## YOUR GOAL
According to the episode review below, why does this story contain added padding?

## PROVIDED TEXT
## Begin
★★★1/2 January 10, 1963 Season 4 Episode 2
If you want to see where we are…HERE is a list of the episodes.
This is the second episode in the new hour long format. This story has some added padding…a direct consequence of the hour-long format of this episode. That doesn’t mean it isn’t good. The story is creepy but they visited this theme before in the second season opener King Nine Will Not Return.
The cast is excellent. Mike Kellin plays Chief Bell who is having survivors guilt that brings to mind PTSD. You find out later that it’s more than that. Simon Oakland is Captain Beecham and gives a very realistic performance as Oakland does in whatever he is in. The most famous actor in this one…at least to my generation is Bill Bixby. He only plays a supporting role and it’s interesting to see him as a younger actor.
Basically it’s a great story but too much padding but…very watchable.
This is from IMDB…it’s a piece of trivia that is very eerie: Mike Kellin portraying the main character, Chief Bell, died 26 August 1983, the ship used for exterior shots in the episode was decommissioned 11 August 1983. Simon Oakland, who portrayed the captain, died three days later on 29 August 1983.
## End
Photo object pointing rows
## Begin
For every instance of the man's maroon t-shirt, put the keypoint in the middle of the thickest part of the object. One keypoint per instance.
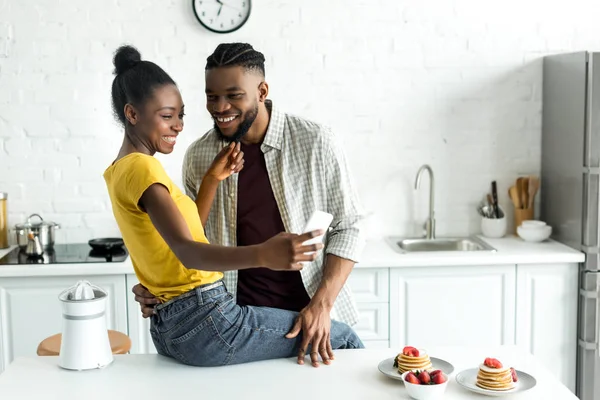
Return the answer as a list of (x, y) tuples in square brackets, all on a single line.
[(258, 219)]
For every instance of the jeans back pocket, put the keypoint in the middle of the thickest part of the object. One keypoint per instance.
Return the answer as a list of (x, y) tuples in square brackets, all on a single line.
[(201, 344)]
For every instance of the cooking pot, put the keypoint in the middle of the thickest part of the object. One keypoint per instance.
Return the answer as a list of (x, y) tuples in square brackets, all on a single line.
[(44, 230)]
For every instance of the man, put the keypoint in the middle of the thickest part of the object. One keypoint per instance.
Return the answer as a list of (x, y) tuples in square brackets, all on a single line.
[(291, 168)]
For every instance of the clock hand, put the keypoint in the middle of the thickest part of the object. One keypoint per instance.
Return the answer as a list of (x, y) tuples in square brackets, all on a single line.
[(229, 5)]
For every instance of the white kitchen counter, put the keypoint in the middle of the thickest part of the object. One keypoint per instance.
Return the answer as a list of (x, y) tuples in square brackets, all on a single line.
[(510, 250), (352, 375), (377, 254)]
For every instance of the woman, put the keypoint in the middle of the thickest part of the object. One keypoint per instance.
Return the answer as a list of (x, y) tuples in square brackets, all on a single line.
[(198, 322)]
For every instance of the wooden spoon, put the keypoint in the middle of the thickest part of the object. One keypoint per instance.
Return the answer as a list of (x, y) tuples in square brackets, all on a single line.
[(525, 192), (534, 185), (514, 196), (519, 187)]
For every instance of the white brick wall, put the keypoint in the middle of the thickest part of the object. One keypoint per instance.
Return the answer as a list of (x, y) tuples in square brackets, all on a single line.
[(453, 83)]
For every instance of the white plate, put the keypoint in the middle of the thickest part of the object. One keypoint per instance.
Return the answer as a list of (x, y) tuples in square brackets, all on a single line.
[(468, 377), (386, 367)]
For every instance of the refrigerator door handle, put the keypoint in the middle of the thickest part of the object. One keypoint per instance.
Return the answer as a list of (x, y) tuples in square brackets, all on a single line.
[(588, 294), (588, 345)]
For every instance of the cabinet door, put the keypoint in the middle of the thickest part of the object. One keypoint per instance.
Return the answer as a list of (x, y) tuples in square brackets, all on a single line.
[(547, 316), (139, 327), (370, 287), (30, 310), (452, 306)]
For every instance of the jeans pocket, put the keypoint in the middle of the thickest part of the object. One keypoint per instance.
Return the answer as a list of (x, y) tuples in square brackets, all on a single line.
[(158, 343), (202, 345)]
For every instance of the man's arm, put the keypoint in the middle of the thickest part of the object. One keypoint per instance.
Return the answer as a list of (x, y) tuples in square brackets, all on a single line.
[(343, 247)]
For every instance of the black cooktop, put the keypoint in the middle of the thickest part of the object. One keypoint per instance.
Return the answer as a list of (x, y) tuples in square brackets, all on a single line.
## End
## EXERCISE RESPONSE
The padding is a direct consequence of the episode's hour-long format. It is the second episode made in that new, longer format.